A guest post & recipe by Rachel Mennies
Today’s guest post is from Rachel Mennies, a baker and poet from Chicago (and sister to Leah Mennies, proprietor of Above the Fold, my favorite newsletter on the subject of dumplings.) Rachel tells the story of—after a lifetime of challah baking using recipes of others, her mom’s especially—she found her way to a challah of her own, one that she calls “Houseguest Challah”, since it’s what you will get if you are fortunate enough to have her as a houseguest. And even if that never happens, she’s shared her recipe below, so you can be a great houseguest yourself.
What Makes a Challah a Challah?
Second to the bagel, challah is perhaps the most-known and most-enjoyed American Jewish food among non-Jews. It’s a “familiar other,” more recognizable if you’re from New York or another diasporic enclave—a familiar other, like a lot of American Jews—like me.
Challah is my portal food to bring to cross-cultural dinners or overnight visits. To those, I bring two challahs, the usual yield of one recipe: one loaf to enjoy at the dinner table and another loaf for the promise of breakfast, whether toasted as-is or soaked in eggs for French toast.
Challah is the centerpiece ceremonial bread for Ashkenazi Jews—those of us who draw their cultural origins spanning from Eastern Europe to Germany or thereabouts, whose ancestors spoke Yiddish alongside whatever language needed to survive in their home country. Challah is usually made before sundown on Shabbat to commemorate the holiday’s start and is blessed before dinner. There are a couple key characteristics that distinguish challah from other enriched breads, beginning with its shape, which varies depending on the holiday: plaits for the Sabbath, or rounds for the High Holidays to commemorate the returning cycle of a new year.
Unlike other enriched breads, a truly kosher challah is made without dairy or meat derivatives, relying on vegetable oils for fat and a contested number of eggs—which are considered pareve, or neither dairy nor meat, in the kosher laws known as kashrut. This means challah can be served alongside a dairy brunch or a roast-brisket dinner with equal flexibility. Some challah bakers sweeten their loaves with honey—which, I learned while researching for this article, is kosher!—others with sugar (more on that below).

Saved entries:
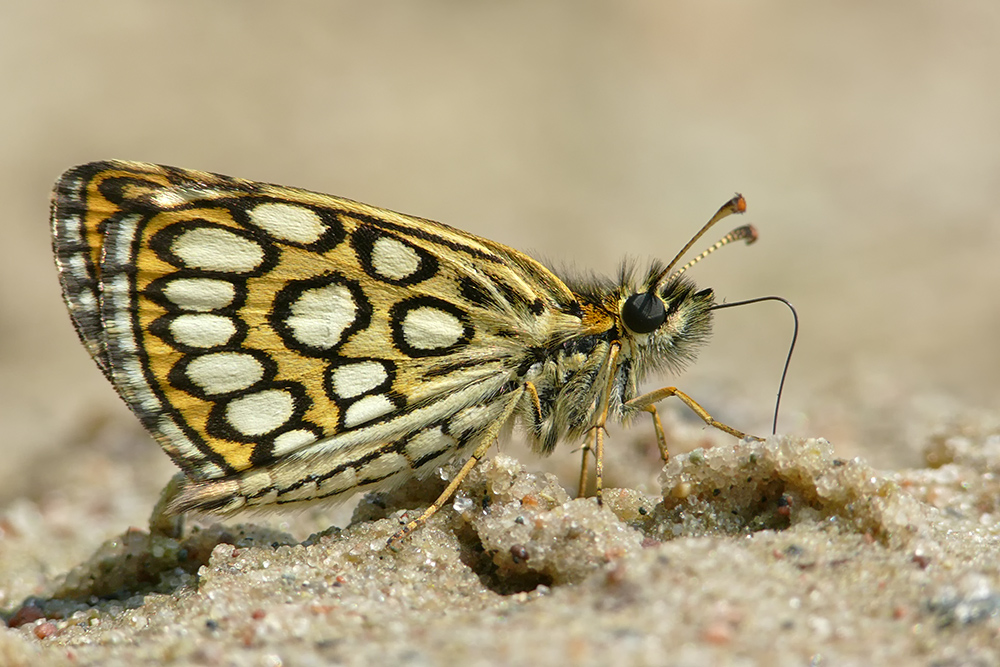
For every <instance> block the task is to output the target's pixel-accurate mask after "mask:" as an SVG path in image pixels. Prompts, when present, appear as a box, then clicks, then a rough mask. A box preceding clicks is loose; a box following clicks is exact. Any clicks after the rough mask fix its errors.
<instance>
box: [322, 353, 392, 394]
mask: <svg viewBox="0 0 1000 667" xmlns="http://www.w3.org/2000/svg"><path fill="white" fill-rule="evenodd" d="M331 375H332V382H331V384H332V386H333V391H334V393H335V394H337V396H339V397H340V398H354V397H355V396H360V395H361V394H363V393H365V392H366V391H371V390H372V389H374V388H375V387H377V386H379V385H380V384H382V383H383V382H385V380H386V378H387V377H389V376H388V374H387V373H386V372H385V367H384V366H383V365H382V364H380V363H379V362H377V361H361V362H358V363H356V364H346V365H344V366H337V367H336V368H334V369H333V371H332V372H331Z"/></svg>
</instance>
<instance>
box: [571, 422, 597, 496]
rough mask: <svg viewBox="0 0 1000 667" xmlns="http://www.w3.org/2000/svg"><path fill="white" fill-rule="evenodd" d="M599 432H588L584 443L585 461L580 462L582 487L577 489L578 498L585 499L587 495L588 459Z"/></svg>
mask: <svg viewBox="0 0 1000 667" xmlns="http://www.w3.org/2000/svg"><path fill="white" fill-rule="evenodd" d="M596 433H597V431H595V430H594V429H591V430H590V431H588V432H587V439H586V440H584V441H583V446H582V447H580V451H581V452H583V460H582V461H581V462H580V485H579V486H578V487H577V492H576V497H577V498H583V497H584V496H585V495H586V494H587V483H588V482H589V481H590V474H589V473H590V468H588V467H587V457H588V456H589V454H590V452H592V451H594V438H595V437H596Z"/></svg>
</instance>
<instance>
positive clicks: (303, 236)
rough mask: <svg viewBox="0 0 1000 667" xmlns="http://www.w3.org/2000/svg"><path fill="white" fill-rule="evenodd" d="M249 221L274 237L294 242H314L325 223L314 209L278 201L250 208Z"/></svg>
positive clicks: (317, 237) (322, 228)
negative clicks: (312, 210) (256, 225)
mask: <svg viewBox="0 0 1000 667" xmlns="http://www.w3.org/2000/svg"><path fill="white" fill-rule="evenodd" d="M250 221H251V222H252V223H253V224H255V225H257V226H258V227H260V228H261V229H263V230H264V231H266V232H267V233H268V234H270V235H271V236H274V237H275V238H278V239H281V240H282V241H293V242H296V243H314V242H316V241H318V240H319V238H320V237H321V236H323V232H325V231H326V225H324V224H323V221H322V220H321V219H320V217H319V216H318V215H316V213H315V212H314V211H312V210H310V209H308V208H305V207H304V206H295V205H293V204H282V203H278V202H271V203H265V204H259V205H257V206H255V207H254V208H252V209H250Z"/></svg>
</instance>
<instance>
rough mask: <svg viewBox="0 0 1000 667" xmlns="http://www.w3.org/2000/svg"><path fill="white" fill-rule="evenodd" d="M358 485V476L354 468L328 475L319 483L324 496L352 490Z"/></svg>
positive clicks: (342, 492) (350, 490) (355, 488)
mask: <svg viewBox="0 0 1000 667" xmlns="http://www.w3.org/2000/svg"><path fill="white" fill-rule="evenodd" d="M357 487H358V476H357V474H356V473H355V472H354V468H347V469H346V470H344V471H342V472H338V473H337V474H336V475H334V476H333V477H328V478H327V479H324V480H322V481H321V482H320V483H319V491H320V493H321V494H322V495H324V496H328V495H333V494H336V493H343V492H345V491H351V490H353V489H356V488H357Z"/></svg>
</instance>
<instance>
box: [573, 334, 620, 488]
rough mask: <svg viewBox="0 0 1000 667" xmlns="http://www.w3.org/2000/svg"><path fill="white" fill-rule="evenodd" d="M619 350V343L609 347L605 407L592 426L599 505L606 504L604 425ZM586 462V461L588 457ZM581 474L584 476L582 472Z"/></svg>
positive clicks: (610, 394) (595, 466)
mask: <svg viewBox="0 0 1000 667" xmlns="http://www.w3.org/2000/svg"><path fill="white" fill-rule="evenodd" d="M619 350H621V346H620V345H619V344H618V343H612V345H611V347H610V348H609V349H608V368H609V369H611V371H610V372H609V373H608V388H607V391H605V393H604V408H603V409H602V410H601V415H600V417H598V418H597V423H596V424H594V426H593V427H592V428H591V432H592V433H593V434H594V435H593V442H594V495H595V496H596V497H597V504H598V505H602V504H604V501H603V500H602V499H601V493H602V492H603V490H604V434H605V433H606V432H607V431H606V429H605V428H604V425H605V424H607V423H608V409H609V406H610V396H611V391H612V390H613V388H614V385H615V376H616V374H617V368H618V366H617V363H616V362H617V361H618V351H619ZM588 437H590V436H588ZM584 462H585V463H586V458H585V459H584ZM580 476H581V477H582V476H583V473H582V472H581V473H580Z"/></svg>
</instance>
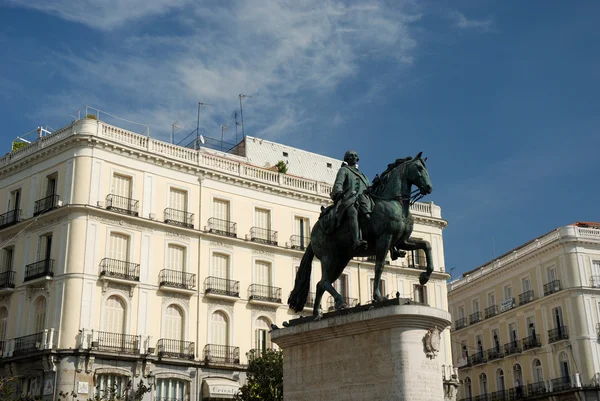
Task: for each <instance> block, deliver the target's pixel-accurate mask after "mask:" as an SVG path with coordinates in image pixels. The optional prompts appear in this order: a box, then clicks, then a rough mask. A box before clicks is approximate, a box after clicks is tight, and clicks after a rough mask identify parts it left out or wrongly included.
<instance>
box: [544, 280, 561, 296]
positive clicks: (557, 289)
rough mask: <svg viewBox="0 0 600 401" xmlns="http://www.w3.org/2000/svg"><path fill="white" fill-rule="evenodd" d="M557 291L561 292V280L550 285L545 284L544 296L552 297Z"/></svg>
mask: <svg viewBox="0 0 600 401" xmlns="http://www.w3.org/2000/svg"><path fill="white" fill-rule="evenodd" d="M557 291H560V280H554V281H551V282H549V283H548V284H544V295H550V294H552V293H554V292H557Z"/></svg>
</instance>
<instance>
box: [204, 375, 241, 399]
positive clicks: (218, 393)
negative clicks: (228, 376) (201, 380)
mask: <svg viewBox="0 0 600 401" xmlns="http://www.w3.org/2000/svg"><path fill="white" fill-rule="evenodd" d="M239 389H240V384H239V383H238V382H237V381H235V380H230V379H225V378H223V377H207V378H205V379H204V380H203V382H202V399H203V400H206V399H211V400H212V399H232V398H233V397H234V396H235V395H236V394H237V393H238V391H239Z"/></svg>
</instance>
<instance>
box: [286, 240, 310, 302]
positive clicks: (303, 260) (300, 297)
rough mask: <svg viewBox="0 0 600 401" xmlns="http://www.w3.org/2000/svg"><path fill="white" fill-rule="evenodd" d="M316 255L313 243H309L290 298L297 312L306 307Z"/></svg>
mask: <svg viewBox="0 0 600 401" xmlns="http://www.w3.org/2000/svg"><path fill="white" fill-rule="evenodd" d="M314 257H315V253H314V252H313V250H312V244H308V247H307V248H306V251H305V252H304V256H302V261H301V262H300V267H299V268H298V273H296V281H295V283H294V289H293V290H292V292H291V293H290V297H289V298H288V305H289V307H290V308H291V309H293V310H294V311H295V312H300V311H301V310H302V309H304V304H306V298H307V297H308V292H309V290H310V274H311V271H312V260H313V258H314Z"/></svg>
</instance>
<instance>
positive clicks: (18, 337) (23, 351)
mask: <svg viewBox="0 0 600 401" xmlns="http://www.w3.org/2000/svg"><path fill="white" fill-rule="evenodd" d="M43 339H44V332H43V331H40V332H39V333H35V334H31V335H28V336H23V337H17V338H15V349H14V354H15V355H18V354H27V353H30V352H36V351H38V350H39V349H40V347H41V345H42V341H43Z"/></svg>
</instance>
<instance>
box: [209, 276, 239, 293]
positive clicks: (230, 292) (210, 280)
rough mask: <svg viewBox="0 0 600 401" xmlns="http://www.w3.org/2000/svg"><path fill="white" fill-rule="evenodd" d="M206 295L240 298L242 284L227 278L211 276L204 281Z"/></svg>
mask: <svg viewBox="0 0 600 401" xmlns="http://www.w3.org/2000/svg"><path fill="white" fill-rule="evenodd" d="M204 293H205V294H220V295H229V296H231V297H239V296H240V282H239V281H235V280H229V279H226V278H220V277H213V276H209V277H207V278H205V279H204Z"/></svg>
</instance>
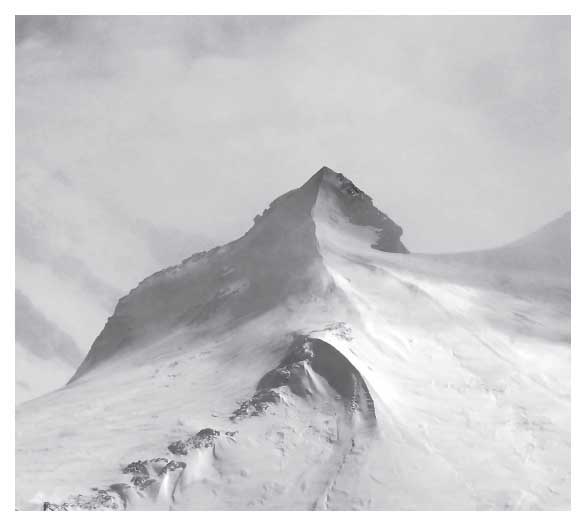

Work order
Retype the challah text between "A guest post" and "American Jews—like me.", inclusive. These saved entries have no connection to the challah text.

Response below
A guest post & recipe by Rachel Mennies
Today’s guest post is from Rachel Mennies, a baker and poet from Chicago (and sister to Leah Mennies, proprietor of Above the Fold, my favorite newsletter on the subject of dumplings.) Rachel tells the story of—after a lifetime of challah baking using recipes of others, her mom’s especially—she found her way to a challah of her own, one that she calls “Houseguest Challah”, since it’s what you will get if you are fortunate enough to have her as a houseguest. And even if that never happens, she’s shared her recipe below, so you can be a great houseguest yourself.
What Makes a Challah a Challah?
Second to the bagel, challah is perhaps the most-known and most-enjoyed American Jewish food among non-Jews. It’s a “familiar other,” more recognizable if you’re from New York or another diasporic enclave—a familiar other, like a lot of American Jews—like me.